§ **Passage to read**
---+---
English: Iain Banks, author, at the Edinburgh ...

Sadly The Quarry is the last book Iain Banks ever wrote, and it is certainly a very poignant read. You can imagine him going through the same turmoil as Guy, one of the main characters who is dying of cancer.

It certainly isn’t my most favourite book by Iain (M) Banks, but it works better than some of the other non-SF books that I have read of his.

The basic premise is one of a bunch of university friends gathering for a long weekend at the house they all lived in as students, which backs onto a Quarry – hence the book title. One of their number, Guy, still lives there with his son (who is the POV character for the whole story). Guy is dying from cancer and is nearing his final stages when the gang all arrive for the weekend. The house is similarly falling apart and scheduled for demolition.

Book Review

Kit, the son, is slightly non-functional socially, although coaches well from Hol, one of the uni friends that still visits regularly. Each of those present have their own failures, weaknesses and foibles. As the weekend progresses the clues to these get more obvious. A side plot is the search for a missing tape from when the students (in the film and media studies group) made their own pastiches of well known movies on a hand held video camera almost 20 years ago.

To begin with it is barely mentioned, although there are oblique references that Kit doesn’t quite get. A couple of one to one meetings though begin to shed light on it, and it is clear that it is potentially quite embarrassing. However still low key. The tension builds and more and more is revealed until a full scale hunt for the tape is being made by everyone present.

I thought that The Quarry was fresher than his previous non-SF book Stonemouth. I enjoyed that one too, but it seemed sort of similar in many ways to The Steep Approach to Garbadale and perhaps also to Complicity. There are similarities to some of these in The Quarry also, but I thought that the characters were well worked out. Even though I know that he wrote most of it before he knew he too was dying there is still something about the way Guy is written that comes across as very much how I imagine Iain Banks would have taken it himself. This is especially true of the rants near the end of the book, which I suspect were the bit that was written after Iain Banks knew that he was dying.
---+---
§ **Task prompt**
Reproduce the passage of the review of The Quarry starting at "Book Review" and ending at "20 years ago.".
---+---
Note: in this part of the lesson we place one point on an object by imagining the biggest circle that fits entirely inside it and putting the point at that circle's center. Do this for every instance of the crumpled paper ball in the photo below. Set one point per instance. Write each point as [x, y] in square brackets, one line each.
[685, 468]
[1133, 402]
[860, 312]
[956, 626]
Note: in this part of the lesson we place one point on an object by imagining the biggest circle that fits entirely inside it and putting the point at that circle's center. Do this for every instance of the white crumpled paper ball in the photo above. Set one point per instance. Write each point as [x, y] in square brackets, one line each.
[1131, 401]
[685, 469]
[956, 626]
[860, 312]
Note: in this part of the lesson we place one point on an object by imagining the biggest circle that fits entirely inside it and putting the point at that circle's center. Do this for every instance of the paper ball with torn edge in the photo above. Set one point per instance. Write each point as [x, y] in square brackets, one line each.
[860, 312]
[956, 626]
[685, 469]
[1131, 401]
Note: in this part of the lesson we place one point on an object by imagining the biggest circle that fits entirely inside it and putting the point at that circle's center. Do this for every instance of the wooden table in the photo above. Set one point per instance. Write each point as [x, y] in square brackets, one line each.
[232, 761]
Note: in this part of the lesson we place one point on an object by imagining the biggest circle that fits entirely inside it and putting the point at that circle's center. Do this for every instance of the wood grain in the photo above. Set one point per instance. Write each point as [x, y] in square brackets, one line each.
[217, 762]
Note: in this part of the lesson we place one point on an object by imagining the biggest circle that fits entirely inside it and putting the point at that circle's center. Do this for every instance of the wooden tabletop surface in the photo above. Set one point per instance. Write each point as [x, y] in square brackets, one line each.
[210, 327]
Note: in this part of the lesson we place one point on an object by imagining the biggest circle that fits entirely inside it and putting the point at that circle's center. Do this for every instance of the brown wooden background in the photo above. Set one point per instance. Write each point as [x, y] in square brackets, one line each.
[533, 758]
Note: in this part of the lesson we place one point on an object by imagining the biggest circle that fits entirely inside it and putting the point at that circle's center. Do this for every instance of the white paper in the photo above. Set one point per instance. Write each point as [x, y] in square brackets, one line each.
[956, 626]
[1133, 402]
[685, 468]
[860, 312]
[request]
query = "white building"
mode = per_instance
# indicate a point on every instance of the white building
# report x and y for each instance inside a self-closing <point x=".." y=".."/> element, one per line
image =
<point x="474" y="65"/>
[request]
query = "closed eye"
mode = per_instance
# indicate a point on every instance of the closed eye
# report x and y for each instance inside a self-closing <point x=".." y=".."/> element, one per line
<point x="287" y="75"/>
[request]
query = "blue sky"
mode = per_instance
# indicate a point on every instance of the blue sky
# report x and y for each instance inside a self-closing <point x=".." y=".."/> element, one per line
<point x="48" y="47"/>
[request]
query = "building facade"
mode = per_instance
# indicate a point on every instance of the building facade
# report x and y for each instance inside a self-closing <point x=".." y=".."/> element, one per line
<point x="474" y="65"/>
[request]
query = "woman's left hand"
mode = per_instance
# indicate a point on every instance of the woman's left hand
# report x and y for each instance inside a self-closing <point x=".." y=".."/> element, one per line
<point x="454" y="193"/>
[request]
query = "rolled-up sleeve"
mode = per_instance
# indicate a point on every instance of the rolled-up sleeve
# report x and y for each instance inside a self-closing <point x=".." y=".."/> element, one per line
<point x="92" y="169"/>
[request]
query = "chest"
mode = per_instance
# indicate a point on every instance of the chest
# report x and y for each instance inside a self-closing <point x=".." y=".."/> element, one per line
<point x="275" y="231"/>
---+---
§ **Reply**
Book Review

Kit, the son, is slightly non-functional socially, although coaches well from Hol, one of the uni friends that still visits regularly. Each of those present have their own failures, weaknesses and foibles. As the weekend progresses the clues to these get more obvious. A side plot is the search for a missing tape from when the students (in the film and media studies group) made their own pastiches of well known movies on a hand held video camera almost 20 years ago.